== CHALLENGE ==
Count the lines in the items below that contain the string "artificial", matching case exactly. Reply with the number alone.

== PROVIDED RECORDS ==
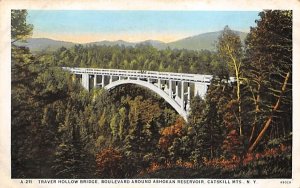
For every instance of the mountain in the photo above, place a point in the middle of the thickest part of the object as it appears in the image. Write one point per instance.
(111, 43)
(205, 41)
(39, 44)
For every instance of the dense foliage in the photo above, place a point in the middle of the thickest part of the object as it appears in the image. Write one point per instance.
(240, 129)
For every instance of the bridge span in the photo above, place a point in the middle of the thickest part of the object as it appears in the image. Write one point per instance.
(175, 88)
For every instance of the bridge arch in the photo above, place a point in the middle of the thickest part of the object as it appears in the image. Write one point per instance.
(153, 88)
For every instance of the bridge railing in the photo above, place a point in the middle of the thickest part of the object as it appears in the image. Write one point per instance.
(143, 74)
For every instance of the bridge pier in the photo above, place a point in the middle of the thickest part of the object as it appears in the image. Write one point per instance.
(182, 95)
(170, 88)
(85, 81)
(160, 82)
(95, 81)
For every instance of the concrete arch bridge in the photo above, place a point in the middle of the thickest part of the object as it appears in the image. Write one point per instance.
(176, 88)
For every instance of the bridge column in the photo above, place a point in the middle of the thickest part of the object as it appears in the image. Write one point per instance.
(103, 78)
(95, 81)
(189, 98)
(85, 81)
(159, 83)
(182, 94)
(177, 90)
(170, 88)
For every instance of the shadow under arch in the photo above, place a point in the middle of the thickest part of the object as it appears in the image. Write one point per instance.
(153, 88)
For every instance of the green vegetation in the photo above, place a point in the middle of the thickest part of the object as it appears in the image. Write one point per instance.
(239, 130)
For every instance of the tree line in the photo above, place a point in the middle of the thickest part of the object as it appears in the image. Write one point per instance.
(239, 129)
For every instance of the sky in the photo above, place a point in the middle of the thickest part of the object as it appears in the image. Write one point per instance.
(82, 26)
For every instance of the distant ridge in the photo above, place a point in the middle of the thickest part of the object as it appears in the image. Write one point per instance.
(205, 41)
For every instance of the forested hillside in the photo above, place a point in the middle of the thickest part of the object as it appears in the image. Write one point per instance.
(238, 130)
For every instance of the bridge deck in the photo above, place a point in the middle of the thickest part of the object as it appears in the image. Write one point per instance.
(142, 74)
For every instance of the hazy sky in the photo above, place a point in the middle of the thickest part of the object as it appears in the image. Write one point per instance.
(87, 26)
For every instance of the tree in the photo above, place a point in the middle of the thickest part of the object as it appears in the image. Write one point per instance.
(110, 164)
(230, 51)
(20, 30)
(269, 57)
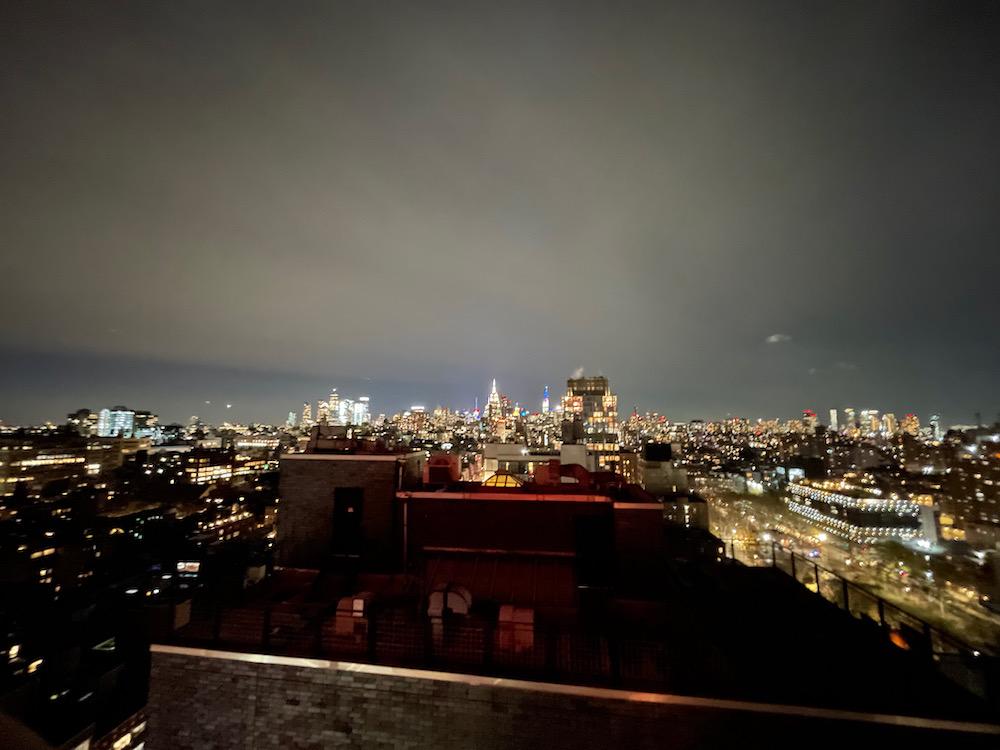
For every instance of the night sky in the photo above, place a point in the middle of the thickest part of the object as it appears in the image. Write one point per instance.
(742, 208)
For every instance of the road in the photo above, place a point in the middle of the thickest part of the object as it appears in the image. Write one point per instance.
(753, 522)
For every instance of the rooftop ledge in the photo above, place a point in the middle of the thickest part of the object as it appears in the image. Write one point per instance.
(581, 691)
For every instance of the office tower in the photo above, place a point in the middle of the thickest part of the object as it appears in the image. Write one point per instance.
(345, 411)
(323, 413)
(910, 425)
(360, 412)
(849, 423)
(334, 404)
(591, 401)
(115, 422)
(936, 427)
(494, 405)
(889, 423)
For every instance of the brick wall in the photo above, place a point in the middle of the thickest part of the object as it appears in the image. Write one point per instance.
(213, 700)
(305, 519)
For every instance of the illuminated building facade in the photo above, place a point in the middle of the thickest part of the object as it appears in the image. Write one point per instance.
(115, 422)
(855, 514)
(591, 400)
(361, 411)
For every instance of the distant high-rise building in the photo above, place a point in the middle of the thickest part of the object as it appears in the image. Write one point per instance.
(591, 400)
(118, 421)
(345, 411)
(84, 421)
(494, 404)
(323, 412)
(889, 424)
(849, 419)
(869, 421)
(334, 404)
(361, 413)
(936, 427)
(910, 425)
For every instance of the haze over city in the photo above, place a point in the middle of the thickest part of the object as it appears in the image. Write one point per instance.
(731, 208)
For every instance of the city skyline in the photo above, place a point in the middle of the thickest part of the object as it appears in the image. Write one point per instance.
(657, 195)
(222, 409)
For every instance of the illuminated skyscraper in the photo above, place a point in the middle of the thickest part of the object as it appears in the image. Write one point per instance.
(936, 427)
(360, 412)
(115, 422)
(323, 413)
(494, 406)
(910, 425)
(334, 403)
(592, 401)
(345, 411)
(889, 423)
(869, 421)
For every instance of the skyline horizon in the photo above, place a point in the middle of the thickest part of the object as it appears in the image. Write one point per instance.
(256, 397)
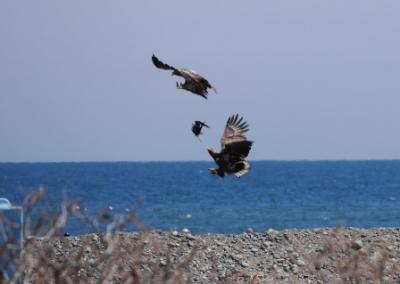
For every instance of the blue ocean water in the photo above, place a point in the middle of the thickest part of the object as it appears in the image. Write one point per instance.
(177, 195)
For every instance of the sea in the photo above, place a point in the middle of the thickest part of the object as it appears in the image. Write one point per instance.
(183, 195)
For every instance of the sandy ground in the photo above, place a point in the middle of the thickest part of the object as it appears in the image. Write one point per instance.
(341, 255)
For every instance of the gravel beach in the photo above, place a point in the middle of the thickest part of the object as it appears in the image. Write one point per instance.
(331, 255)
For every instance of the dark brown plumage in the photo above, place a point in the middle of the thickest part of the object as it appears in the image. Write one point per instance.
(194, 82)
(234, 149)
(197, 126)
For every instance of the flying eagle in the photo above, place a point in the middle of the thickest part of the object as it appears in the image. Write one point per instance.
(234, 149)
(197, 126)
(194, 82)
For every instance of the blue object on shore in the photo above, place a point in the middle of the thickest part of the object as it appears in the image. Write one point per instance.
(275, 194)
(11, 235)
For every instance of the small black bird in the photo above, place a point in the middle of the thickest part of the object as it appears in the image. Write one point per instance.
(197, 126)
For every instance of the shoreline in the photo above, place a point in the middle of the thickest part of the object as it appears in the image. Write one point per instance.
(322, 255)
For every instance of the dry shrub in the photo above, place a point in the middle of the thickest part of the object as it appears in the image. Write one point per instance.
(49, 257)
(350, 262)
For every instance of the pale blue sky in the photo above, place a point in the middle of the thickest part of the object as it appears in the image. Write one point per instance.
(315, 79)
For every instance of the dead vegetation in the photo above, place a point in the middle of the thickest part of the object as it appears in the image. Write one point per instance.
(111, 256)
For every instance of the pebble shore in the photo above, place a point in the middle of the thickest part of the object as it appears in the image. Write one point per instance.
(329, 255)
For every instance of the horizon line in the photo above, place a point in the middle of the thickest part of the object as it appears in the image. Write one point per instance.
(199, 161)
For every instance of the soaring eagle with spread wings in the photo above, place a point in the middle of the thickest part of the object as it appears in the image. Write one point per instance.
(194, 82)
(234, 149)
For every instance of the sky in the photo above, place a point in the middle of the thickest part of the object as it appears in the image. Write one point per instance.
(316, 80)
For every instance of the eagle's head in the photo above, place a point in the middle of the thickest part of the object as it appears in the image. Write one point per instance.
(212, 152)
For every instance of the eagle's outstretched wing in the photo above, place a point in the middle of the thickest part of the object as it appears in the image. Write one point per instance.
(162, 65)
(235, 130)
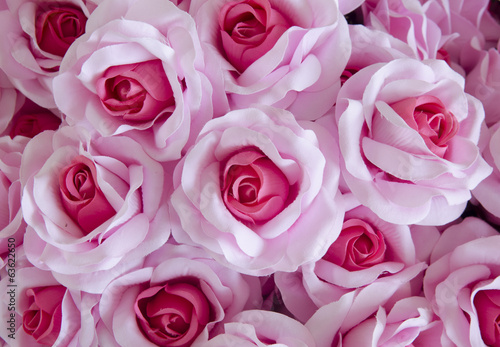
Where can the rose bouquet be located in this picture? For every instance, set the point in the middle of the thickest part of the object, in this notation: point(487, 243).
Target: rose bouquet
point(317, 173)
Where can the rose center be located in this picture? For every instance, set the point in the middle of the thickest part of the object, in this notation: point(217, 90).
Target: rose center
point(57, 27)
point(253, 188)
point(174, 325)
point(247, 192)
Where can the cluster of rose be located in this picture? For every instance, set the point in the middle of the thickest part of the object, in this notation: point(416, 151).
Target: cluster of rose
point(220, 173)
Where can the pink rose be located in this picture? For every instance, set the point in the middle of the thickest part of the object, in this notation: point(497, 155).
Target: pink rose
point(45, 312)
point(358, 246)
point(57, 26)
point(262, 328)
point(95, 201)
point(370, 258)
point(42, 319)
point(12, 225)
point(31, 120)
point(259, 191)
point(249, 29)
point(254, 188)
point(409, 139)
point(81, 196)
point(39, 33)
point(277, 54)
point(463, 283)
point(179, 298)
point(140, 71)
point(172, 314)
point(131, 92)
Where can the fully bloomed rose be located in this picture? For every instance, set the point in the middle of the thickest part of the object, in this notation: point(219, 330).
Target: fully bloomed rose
point(286, 55)
point(409, 139)
point(370, 259)
point(96, 202)
point(463, 284)
point(140, 71)
point(259, 191)
point(180, 297)
point(45, 312)
point(36, 36)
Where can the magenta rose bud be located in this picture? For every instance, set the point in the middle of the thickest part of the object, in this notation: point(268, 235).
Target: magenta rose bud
point(136, 92)
point(30, 125)
point(254, 189)
point(173, 314)
point(487, 304)
point(427, 115)
point(42, 319)
point(81, 196)
point(359, 246)
point(58, 26)
point(249, 29)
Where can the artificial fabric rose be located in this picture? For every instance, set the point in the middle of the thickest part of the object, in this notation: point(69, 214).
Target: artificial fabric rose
point(248, 30)
point(42, 319)
point(12, 225)
point(259, 191)
point(463, 283)
point(262, 328)
point(254, 188)
point(57, 26)
point(36, 35)
point(483, 82)
point(31, 120)
point(409, 138)
point(95, 201)
point(45, 312)
point(81, 196)
point(140, 71)
point(370, 258)
point(285, 55)
point(178, 298)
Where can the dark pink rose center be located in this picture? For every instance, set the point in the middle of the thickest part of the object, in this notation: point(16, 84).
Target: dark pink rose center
point(81, 196)
point(30, 125)
point(487, 303)
point(173, 314)
point(253, 188)
point(358, 247)
point(136, 92)
point(57, 26)
point(42, 319)
point(431, 119)
point(249, 28)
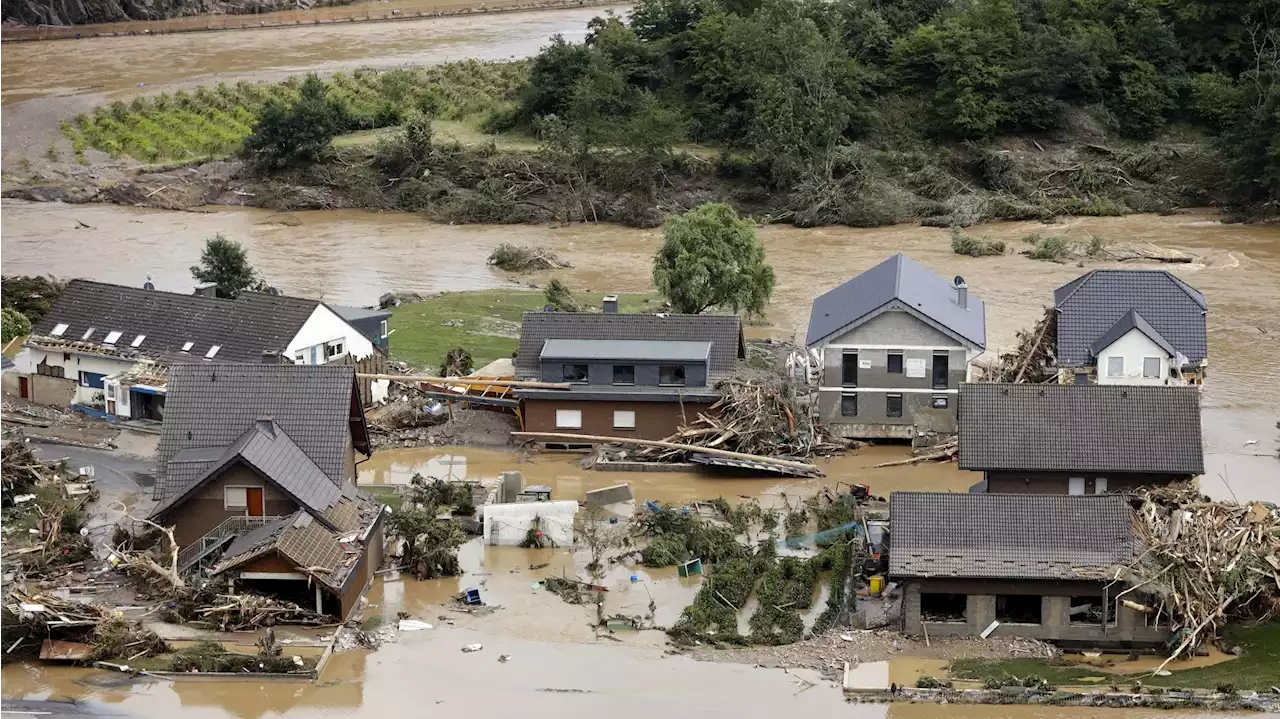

== EXERCISE OUTPUT ==
2